_Exercise aim_
Edit every one of the rows below by replacing "set a point" with "place a marker", leaving all other text unchanged. Leave the pictures out of your output.

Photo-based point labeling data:
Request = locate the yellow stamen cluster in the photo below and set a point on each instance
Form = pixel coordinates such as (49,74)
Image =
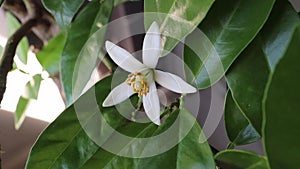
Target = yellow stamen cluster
(138,83)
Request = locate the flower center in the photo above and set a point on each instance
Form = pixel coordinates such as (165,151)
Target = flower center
(138,83)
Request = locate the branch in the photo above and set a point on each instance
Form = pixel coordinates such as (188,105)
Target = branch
(10,51)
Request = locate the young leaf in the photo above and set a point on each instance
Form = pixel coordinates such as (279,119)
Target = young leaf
(22,49)
(177,18)
(49,56)
(230,26)
(63,10)
(238,128)
(94,13)
(281,109)
(240,159)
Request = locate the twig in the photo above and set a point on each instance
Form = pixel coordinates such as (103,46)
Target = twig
(10,51)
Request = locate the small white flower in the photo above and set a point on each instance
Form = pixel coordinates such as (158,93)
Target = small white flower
(144,75)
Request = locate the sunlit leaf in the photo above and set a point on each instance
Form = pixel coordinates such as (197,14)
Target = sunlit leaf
(281,109)
(230,26)
(20,111)
(240,159)
(93,14)
(248,93)
(64,142)
(12,25)
(238,128)
(49,56)
(32,87)
(177,18)
(63,10)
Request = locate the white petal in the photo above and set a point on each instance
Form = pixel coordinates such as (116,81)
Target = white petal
(173,82)
(117,95)
(122,58)
(151,46)
(151,104)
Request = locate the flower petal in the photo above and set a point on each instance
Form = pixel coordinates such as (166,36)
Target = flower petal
(173,82)
(151,46)
(151,104)
(122,58)
(117,95)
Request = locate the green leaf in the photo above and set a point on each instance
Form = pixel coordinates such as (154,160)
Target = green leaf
(230,26)
(23,47)
(281,109)
(188,153)
(32,87)
(49,56)
(238,128)
(278,31)
(64,143)
(240,159)
(63,10)
(19,114)
(177,18)
(93,14)
(1,50)
(248,93)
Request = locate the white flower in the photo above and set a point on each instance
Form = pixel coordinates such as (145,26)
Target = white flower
(144,75)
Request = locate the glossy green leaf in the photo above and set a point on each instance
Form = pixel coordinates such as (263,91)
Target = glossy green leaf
(63,10)
(19,113)
(281,109)
(23,46)
(240,159)
(32,87)
(278,31)
(238,128)
(177,18)
(248,93)
(93,14)
(1,50)
(230,26)
(49,56)
(64,144)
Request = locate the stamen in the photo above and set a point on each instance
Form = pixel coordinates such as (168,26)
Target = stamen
(138,83)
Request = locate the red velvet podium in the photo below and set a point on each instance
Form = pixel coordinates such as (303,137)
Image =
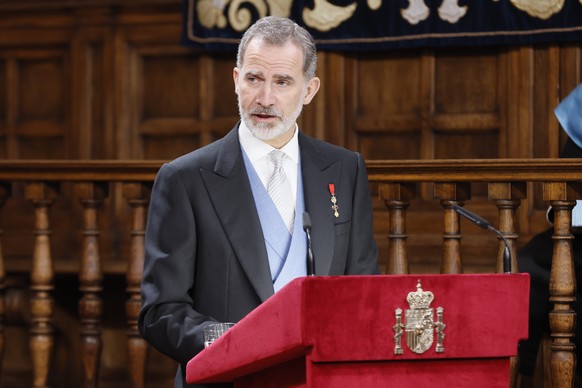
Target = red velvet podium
(341,332)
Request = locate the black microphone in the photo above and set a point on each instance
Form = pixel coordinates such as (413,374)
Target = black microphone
(307,229)
(474,218)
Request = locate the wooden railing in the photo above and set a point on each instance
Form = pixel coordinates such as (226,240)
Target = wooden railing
(508,182)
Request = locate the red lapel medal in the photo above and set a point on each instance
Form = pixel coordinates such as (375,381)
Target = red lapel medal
(333,199)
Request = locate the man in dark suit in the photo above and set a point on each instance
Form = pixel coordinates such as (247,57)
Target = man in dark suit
(535,257)
(217,245)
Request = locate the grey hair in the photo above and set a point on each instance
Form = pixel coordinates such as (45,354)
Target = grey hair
(276,31)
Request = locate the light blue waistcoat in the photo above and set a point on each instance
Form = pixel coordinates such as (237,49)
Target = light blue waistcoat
(287,253)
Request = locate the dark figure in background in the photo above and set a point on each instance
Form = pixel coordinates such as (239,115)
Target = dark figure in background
(535,257)
(217,245)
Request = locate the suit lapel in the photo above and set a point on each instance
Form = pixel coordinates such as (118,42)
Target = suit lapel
(228,185)
(318,173)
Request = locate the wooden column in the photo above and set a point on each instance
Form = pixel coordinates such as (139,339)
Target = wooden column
(397,197)
(562,197)
(507,197)
(41,304)
(90,281)
(137,195)
(5,192)
(449,194)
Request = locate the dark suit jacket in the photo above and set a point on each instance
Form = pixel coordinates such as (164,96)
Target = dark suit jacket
(205,253)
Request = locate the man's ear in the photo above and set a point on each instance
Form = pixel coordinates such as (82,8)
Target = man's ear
(311,90)
(235,74)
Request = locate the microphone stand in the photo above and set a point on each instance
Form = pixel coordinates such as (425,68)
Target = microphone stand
(482,223)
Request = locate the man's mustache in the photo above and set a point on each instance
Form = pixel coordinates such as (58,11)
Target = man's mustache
(265,112)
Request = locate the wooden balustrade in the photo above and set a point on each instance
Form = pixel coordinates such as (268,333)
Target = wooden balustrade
(398,183)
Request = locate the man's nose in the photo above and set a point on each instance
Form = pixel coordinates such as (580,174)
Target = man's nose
(266,96)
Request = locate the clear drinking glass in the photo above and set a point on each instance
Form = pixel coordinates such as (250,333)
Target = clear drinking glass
(215,330)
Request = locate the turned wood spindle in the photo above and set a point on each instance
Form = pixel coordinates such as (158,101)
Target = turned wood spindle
(137,196)
(90,282)
(41,304)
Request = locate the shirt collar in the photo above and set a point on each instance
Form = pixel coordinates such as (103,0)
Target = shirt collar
(256,148)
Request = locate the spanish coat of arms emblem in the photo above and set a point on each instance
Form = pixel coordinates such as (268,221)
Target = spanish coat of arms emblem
(420,325)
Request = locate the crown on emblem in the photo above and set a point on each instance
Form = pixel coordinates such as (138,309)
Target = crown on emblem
(419,299)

_Output of the task_
Request = locate the yellow stamen cluster in the photo below and place a marker on each instance
Form = pixel coordinates such as (49,74)
Image =
Target = yellow stamen cluster
(138,83)
Request = locate the flower center in the photo above and place a marker on each instance
Form = pixel coordinates such as (165,151)
Target = flower center
(138,83)
Request = locate the branch in the photo above and place a marker on each instance
Form = pixel coordinates such as (188,105)
Target = branch
(10,51)
Request = locate the young leaf in the photo above and place a marker on each instance
Form = pixel coordinates such as (279,119)
Target = young leaf
(22,49)
(177,18)
(49,56)
(230,26)
(63,10)
(238,128)
(94,13)
(281,109)
(240,159)
Request = locate the twig in the photo above and place a marker on each instance
Form = pixel coordinates such as (103,46)
Target = twig
(10,51)
Request = locate the small white flower in the photo above and place a marker on each instance
Form = pixel coordinates such as (158,93)
Target = small white flower
(144,75)
Request = locate the sunlit leaf in the photo above and place a marker on each instance
Form = pixel coordinates such as (197,14)
Target = sunlit leaf
(281,109)
(230,26)
(20,111)
(240,159)
(93,14)
(248,93)
(64,142)
(12,25)
(238,128)
(49,56)
(32,87)
(177,18)
(63,10)
Request = locate the white petal in the photo above and place a marker on each instance
Form = pixel coordinates such as (116,81)
Target = white petal
(173,82)
(117,95)
(122,58)
(151,46)
(151,104)
Request = locate the flower petal in the photo above and place a marker on each instance
Form = pixel coordinates such as (166,36)
Target = flower petal
(173,82)
(151,46)
(151,104)
(122,58)
(117,95)
Request = locate the green leaf in the photo above and place a marker on each instance
Form = pixel coordinates such as (154,160)
Target = green leaf
(230,26)
(23,47)
(281,109)
(188,153)
(32,87)
(49,56)
(238,128)
(278,31)
(64,143)
(240,159)
(63,10)
(19,114)
(177,18)
(93,14)
(1,50)
(248,93)
Request = locate the white flower in the photo above and place a marker on each instance
Form = pixel coordinates such as (145,26)
Target = white flower
(144,75)
Request = locate the glossy green leaf in the photo above and place a marker on each instance
Form = pixel coordinates such as (263,91)
Target = glossy green leaf
(63,10)
(19,113)
(281,109)
(23,46)
(240,159)
(32,87)
(278,31)
(238,128)
(177,18)
(248,93)
(93,14)
(1,50)
(230,26)
(49,56)
(64,144)
Request = locate the stamen in the photo above and place a marker on each instance
Form = pixel coordinates such as (168,26)
Target = stamen
(138,83)
Request = locate the red velvet podium in the photo below and place a marker on each instance
Form = pixel coordinates such as (303,137)
Image =
Target = red velvet podium
(341,332)
Request = locate the black microphone in the photo above and place a marker on each instance
Form = pixel coordinates such as (413,374)
Target = black microphone
(307,229)
(474,218)
Request = locate the wooden railing in the photo above and place a marker on each instance
Form = pixel coordinates such as (226,240)
Target = wooden railing
(508,182)
Request = locate the red lapel medal in the photo above and place a marker on each instance
Form = pixel coordinates such as (375,381)
Target = red lapel medal
(333,199)
Request = locate the man in dark suit in the photo above and place a marker on each instance
Form = pixel coordinates such as (247,57)
Target = man in dark suit
(535,257)
(217,245)
Request = locate the grey hair in the photo above and place a marker on each instance
Form = pixel coordinates such as (45,354)
Target = grey hair
(276,31)
Request = locate the light blue waistcoat in the photo above and place a marker on each instance
Form = pixel coordinates such as (237,49)
Target = light blue waistcoat
(287,253)
Request = locate the dark figure in background in the photo above and place a marker on each instance
Form = pixel coordinates such as (239,115)
Target = dark figure in background
(535,257)
(217,245)
Request = locate the suit lapel in the photo above and place a marker on each instance
Form = pixel coordinates such as (118,42)
Target = suit lapel
(228,185)
(318,173)
Request = locate the wooden column in the photo above and place a marker on each instance
Form = pixel coordinates such as (139,339)
Target = wooden column
(397,197)
(562,197)
(507,197)
(41,304)
(90,281)
(137,195)
(5,192)
(449,194)
Request = locate the dark suit jacket in the photo above and place a marker on each instance
Form = pixel coordinates such as (164,96)
Target = dark suit jacket
(205,253)
Request = locate the man's ear in the photo above and place a marker on each instance
Form = pixel coordinates such as (82,8)
Target = man's ear
(311,90)
(235,74)
Request = locate the microphone stand in the photo above and place a marker on each instance
Form = pixel coordinates such as (425,68)
Target = microphone stand
(482,223)
Request = locate the man's mustache in the photo above and place a marker on each instance
Form = pixel coordinates such as (58,11)
Target = man's mustache
(265,112)
Request = locate the wooden balustrade in the photo above and place a marker on each instance
Form = pixel coordinates such as (268,333)
Target = wooden balustrade
(398,183)
Request = locate the man's nose in the photo above and place a marker on each instance
Form = pixel coordinates such as (580,174)
Target = man's nose
(266,96)
Request = locate the clear drinking glass in the photo above and place a marker on each instance
Form = pixel coordinates such as (250,333)
Target = clear drinking glass
(215,330)
Request = locate the turned wood spindle in the photo above and place a marker on each instance
Form = pixel coordinates such as (158,101)
Target = turned wood spindle
(137,196)
(90,282)
(41,304)
Request = locate the shirt collar in the photo above and place a marker on each instance
Form = pixel coordinates such as (103,0)
Target = shirt collar
(256,148)
Request = locate the spanish coat of arms emblem in the photo above and place a marker on each instance
Form = pixel coordinates such as (268,221)
Target = spanish coat of arms emblem
(420,325)
Request = locate the crown on emblem in the photo above and place a marker on each instance
Form = pixel coordinates such as (138,309)
Target = crown on emblem
(419,299)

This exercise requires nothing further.